QUOTED PASSAGE.

※ ※ ※

What we miss when we use DiMaggio as the guidepost, however, is the rare beauty of hitting streaks in a modern game in which it's more difficult to get a hit than it has been in more than 40 years. The three lowest leaguewide batting averages in the DH era have come in the last four seasons. Only five players have made it past 30 straight games in the past quarter century.

Velocity has never been higher (the average fastball is 92.1 mph, up from 90.5 in just 10 years), strikeouts have never been more prevalent (21.2% of all plate appearances, up for an 11th straight season) and the inventory of pitchers has never been greater. In their four-season careers Bradley and Bogaerts already have faced more pitchers (349 and 403, respectively) than DiMaggio ever saw (317) in more than 6,000 additional plate appearances.

Relief pitching is the greatest enemy of a modern streak. Today's relievers strike out 23% of the batters they face and hold them to a .244 batting average. In 1941 DiMaggio hit .407 and struck out only three times against relievers.

As pitchers tire and hitters see more pitches from the same pitcher, the advantage swings to the batter. DiMaggio batted 1,053 times in his career against a starting pitcher for the fourth time or more in a game. Bradley and Bogaerts combined have done so only 20 times.

"You can't compare players from different eras," said Angels designated hitter Albert Pujols, one of his generation's greatest hitters and the owner of a personal-best 30-game hitting streak. "Babe Ruth, Stan Musial, Ted Williams ... they were all great, but the game changes so much, you can only compare players within periods of about 20 years."

Incidentally, the variances in hitting overall are greater today than ever. In Dawson's aforementioned report, he also wrote that the Yankees were making "their second invasion of the West." The West? New York was playing in Cleveland that day. DiMaggio batted in only nine ballparks in his career; Bradley (24) and Bogaerts (25) have already played in almost three times as many.

Hitting streaks haven't lost any of their intrinsic charm. The quest for a daily hit makes for a compelling serial within a long season. Commercial television began the same year as DiMaggio's streak, which made "Did DiMaggio get a hit today?" a kind of word-of-mouth parlor game in America in 1941. Today we follow every pitch in real time—we just don't appreciate these streaks as much as we should because DiMaggio put the record so far out of reach.

Thirteen franchises have never seen a streak longer than 30 games. Those teams include the Pirates, whose record is a 27-game streak by third baseman Jimmy Williams that has held for 117 years, and the Athletics, whose record is a 29-game streak by outfielder Bill Lamar that has stood for 91 years.

※ ※ ※

SOURCE MATERIAL.
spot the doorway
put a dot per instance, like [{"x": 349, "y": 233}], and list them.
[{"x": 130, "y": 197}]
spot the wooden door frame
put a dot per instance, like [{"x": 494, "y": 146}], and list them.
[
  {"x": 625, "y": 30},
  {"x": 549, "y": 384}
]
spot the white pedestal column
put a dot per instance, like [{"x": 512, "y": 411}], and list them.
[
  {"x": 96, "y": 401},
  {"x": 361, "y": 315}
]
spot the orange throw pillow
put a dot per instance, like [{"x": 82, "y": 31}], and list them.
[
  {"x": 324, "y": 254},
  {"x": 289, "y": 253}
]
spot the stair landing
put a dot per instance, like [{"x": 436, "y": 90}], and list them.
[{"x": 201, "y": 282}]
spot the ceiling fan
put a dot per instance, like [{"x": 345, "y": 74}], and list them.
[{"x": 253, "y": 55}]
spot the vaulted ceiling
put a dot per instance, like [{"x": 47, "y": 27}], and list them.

※ ※ ※

EXERCISE 1.
In the text on hitting streaks, how many ballparks did DiMaggio bat in during his career?
EXERCISE 2.
Continue the text on baseball hitting streaks from the point where it stops.

FINAL ANSWER 1.
Nine.

FINAL ANSWER 2.
The mythology of DiMaggio himself also dooms our appreciation of modern streaks. Fifty-six men signed the Declaration of Independence, and 56 chalk pits dot Stonehenge, but 56 belongs to the icon that is DiMaggio. Babe Ruth's career home run record, Ty Cobb's career hits mark and the consecutive-game streak of Lou Gehrig have all been broken in the modern game. But 56 looms as not just unassailable but also mystical.

In most cases we recalibrate the scale of records based on how sport evolves. The record 511 career wins of Cy Young, for instance, has been so out of reach for so long that 300 became the artificial marker of greatness. But because it's the legendary DiMaggio, we don't recalibrate hitting streaks.

So forget DiMaggio for a moment. What Bradley and Bogaerts did was to remind us how extraordinarily difficult it is just to reach 30 straight games with a hit. Nobody has reached that plateau in five years, since Dan Uggla and Andre Ethier did so. When it finally happens again, we should celebrate 30 as a major milestone.

GO FIGURE

1,439

Consecutive home games of the Class A Daytona Tortugas attended by Joe Rowe, a streak that began in 1995 and ended on June 8.

19

Combined field goals (12) and free throws (seven) made without a miss by Los Angeles Sparks forward Nneka Ogwumike, the most ever by a player in WNBA history, in a 97--73 win at Dallas last Saturday.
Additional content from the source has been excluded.